Items listed in a dataset:

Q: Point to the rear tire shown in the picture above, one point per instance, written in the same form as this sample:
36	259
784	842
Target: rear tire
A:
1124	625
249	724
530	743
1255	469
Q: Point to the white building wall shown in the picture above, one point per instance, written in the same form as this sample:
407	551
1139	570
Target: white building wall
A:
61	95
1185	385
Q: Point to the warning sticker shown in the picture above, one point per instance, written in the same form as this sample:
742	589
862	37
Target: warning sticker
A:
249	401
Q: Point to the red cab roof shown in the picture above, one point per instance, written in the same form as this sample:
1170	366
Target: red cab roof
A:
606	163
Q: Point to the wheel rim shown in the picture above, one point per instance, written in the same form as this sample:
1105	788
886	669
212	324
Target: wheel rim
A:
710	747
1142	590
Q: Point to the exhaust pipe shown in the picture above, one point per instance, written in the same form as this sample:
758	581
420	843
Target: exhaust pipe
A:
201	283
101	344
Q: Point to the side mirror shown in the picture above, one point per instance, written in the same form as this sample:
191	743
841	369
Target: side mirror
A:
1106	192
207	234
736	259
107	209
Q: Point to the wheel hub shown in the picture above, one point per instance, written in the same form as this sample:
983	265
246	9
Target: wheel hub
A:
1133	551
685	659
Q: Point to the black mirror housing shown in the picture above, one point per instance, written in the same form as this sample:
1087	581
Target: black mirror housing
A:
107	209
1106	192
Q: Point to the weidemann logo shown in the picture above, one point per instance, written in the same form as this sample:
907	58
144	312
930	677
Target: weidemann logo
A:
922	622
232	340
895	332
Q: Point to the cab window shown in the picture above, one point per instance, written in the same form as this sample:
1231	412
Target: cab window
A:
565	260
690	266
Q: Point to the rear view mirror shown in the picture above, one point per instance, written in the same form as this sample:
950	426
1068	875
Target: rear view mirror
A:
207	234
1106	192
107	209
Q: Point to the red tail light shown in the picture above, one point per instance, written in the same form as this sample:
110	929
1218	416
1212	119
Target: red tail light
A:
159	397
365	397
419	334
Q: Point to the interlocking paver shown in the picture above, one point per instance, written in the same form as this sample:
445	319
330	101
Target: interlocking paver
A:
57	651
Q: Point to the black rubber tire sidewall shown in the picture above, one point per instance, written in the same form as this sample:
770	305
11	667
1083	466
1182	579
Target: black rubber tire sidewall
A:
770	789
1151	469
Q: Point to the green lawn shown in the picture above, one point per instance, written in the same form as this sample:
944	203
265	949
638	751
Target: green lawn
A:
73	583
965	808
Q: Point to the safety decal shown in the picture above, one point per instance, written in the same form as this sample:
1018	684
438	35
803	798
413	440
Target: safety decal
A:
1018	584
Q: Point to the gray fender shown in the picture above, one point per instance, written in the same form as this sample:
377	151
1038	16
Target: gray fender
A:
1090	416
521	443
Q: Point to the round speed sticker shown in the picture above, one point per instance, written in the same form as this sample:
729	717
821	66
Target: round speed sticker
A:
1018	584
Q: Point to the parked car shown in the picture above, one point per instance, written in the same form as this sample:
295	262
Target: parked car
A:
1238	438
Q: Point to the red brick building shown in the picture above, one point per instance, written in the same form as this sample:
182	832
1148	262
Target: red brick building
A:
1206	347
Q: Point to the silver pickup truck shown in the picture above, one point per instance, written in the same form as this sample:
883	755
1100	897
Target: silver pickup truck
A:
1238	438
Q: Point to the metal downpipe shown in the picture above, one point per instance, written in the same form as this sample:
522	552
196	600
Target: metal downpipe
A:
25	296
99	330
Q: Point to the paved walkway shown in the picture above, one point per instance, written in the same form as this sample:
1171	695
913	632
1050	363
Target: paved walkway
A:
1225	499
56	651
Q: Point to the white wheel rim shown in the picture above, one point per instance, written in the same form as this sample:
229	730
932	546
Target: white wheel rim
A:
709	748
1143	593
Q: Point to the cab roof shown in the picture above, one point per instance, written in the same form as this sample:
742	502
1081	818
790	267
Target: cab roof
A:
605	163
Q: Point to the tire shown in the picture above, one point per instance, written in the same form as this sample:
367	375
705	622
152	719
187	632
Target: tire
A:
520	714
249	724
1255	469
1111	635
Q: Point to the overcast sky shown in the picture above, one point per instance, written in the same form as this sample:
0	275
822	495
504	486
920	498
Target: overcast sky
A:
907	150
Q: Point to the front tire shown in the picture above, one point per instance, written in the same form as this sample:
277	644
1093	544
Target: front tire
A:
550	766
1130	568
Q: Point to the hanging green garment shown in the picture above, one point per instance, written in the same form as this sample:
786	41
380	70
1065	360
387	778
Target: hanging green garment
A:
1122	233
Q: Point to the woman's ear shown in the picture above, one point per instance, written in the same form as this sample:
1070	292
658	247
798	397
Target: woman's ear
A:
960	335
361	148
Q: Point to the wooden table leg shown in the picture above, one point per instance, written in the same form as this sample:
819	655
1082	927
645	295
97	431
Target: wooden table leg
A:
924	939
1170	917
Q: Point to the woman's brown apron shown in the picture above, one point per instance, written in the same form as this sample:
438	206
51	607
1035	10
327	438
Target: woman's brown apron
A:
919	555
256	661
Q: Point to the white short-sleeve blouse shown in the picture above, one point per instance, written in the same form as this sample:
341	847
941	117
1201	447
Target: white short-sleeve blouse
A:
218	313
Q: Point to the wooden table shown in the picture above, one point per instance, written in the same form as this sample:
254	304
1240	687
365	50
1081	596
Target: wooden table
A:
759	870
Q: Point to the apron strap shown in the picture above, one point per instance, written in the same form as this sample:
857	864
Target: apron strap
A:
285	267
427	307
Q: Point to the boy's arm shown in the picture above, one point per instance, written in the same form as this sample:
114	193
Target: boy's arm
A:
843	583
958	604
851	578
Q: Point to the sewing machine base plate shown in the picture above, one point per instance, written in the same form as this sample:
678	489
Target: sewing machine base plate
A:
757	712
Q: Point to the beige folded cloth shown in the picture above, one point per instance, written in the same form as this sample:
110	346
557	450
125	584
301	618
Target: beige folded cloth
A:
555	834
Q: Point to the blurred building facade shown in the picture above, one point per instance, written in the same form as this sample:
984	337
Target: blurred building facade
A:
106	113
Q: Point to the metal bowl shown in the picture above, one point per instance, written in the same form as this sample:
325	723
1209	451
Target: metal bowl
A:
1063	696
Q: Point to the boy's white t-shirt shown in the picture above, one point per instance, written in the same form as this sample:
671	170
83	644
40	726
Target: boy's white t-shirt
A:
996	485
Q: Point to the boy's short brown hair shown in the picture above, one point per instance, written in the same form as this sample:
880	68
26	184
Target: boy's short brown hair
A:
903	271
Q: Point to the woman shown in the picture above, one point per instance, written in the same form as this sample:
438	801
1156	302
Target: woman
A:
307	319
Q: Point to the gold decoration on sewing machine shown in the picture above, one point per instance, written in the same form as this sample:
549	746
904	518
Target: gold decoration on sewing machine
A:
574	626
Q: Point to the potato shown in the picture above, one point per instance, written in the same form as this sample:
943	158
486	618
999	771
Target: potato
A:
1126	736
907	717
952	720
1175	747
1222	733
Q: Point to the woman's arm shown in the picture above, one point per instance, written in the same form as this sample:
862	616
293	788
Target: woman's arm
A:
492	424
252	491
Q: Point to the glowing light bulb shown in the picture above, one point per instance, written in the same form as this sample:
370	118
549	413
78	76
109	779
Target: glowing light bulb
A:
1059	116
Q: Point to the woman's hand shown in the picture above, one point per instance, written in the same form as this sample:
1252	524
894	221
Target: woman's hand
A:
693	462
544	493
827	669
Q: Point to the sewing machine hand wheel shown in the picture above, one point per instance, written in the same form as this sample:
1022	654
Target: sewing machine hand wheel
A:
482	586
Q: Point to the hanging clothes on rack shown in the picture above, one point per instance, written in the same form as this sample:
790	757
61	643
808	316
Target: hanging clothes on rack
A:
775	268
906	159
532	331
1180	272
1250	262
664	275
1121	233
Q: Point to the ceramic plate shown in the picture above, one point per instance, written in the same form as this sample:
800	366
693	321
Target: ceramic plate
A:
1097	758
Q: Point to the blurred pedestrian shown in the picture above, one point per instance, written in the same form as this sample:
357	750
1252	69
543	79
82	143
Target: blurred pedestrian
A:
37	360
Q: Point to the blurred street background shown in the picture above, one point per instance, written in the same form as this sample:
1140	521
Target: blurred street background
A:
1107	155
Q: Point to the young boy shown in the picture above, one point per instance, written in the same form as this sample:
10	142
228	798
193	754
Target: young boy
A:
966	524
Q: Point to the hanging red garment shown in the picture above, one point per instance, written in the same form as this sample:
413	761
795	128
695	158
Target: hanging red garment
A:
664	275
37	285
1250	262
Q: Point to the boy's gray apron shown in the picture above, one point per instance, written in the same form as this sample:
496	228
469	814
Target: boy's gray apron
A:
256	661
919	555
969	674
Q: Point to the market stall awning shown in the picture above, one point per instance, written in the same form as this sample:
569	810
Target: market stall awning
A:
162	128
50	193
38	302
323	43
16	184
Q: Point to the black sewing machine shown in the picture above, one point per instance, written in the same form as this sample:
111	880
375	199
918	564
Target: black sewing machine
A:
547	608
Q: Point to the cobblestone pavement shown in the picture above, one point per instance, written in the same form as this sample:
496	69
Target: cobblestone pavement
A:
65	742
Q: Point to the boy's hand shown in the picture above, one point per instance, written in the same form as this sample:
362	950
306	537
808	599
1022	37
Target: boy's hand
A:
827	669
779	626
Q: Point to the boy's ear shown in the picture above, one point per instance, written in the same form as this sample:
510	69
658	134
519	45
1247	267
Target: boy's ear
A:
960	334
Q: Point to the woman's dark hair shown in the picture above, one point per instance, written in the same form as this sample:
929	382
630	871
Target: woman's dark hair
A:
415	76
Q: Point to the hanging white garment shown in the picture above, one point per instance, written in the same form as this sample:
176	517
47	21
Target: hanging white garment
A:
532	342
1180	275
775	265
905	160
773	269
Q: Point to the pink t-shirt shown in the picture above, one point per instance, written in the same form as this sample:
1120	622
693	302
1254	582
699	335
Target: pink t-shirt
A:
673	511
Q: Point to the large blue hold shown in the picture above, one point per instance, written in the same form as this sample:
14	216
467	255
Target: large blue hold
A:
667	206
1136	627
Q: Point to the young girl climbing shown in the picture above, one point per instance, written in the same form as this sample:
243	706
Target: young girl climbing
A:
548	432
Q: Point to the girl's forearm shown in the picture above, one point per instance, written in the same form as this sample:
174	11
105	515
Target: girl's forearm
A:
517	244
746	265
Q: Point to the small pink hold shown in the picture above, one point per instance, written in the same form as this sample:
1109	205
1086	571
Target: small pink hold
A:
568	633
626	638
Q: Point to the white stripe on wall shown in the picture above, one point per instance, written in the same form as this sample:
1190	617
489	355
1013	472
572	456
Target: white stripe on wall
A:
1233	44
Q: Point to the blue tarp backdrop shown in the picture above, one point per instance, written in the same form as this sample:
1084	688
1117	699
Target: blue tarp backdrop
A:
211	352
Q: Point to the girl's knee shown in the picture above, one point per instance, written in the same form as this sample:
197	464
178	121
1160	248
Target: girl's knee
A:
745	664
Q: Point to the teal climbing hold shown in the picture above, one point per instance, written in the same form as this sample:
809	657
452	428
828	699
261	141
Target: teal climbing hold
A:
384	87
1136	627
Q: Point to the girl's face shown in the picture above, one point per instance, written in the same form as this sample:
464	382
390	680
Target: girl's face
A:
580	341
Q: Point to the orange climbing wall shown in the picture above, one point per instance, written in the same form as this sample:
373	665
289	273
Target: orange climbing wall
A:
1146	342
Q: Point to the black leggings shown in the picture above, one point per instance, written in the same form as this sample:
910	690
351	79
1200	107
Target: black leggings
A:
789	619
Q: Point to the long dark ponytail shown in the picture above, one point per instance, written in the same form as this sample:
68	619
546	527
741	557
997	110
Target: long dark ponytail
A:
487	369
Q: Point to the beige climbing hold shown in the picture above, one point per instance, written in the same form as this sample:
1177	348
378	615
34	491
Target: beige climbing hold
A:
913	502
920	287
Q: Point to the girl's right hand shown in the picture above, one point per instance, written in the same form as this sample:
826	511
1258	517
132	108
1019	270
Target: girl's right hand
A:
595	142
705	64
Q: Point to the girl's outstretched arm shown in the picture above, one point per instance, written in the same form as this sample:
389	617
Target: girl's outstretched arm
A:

## Directions for this task
Write out again, word for word, the stretch of the material from the line containing "Q: Point to the girl's outstretched" through the end of the material.

## Finished answer
Q: Point to the girl's outstretched arm shown in the picture above, one point per instance, written in the same form as this sample:
389	617
Target: girl's outstretched arm
A:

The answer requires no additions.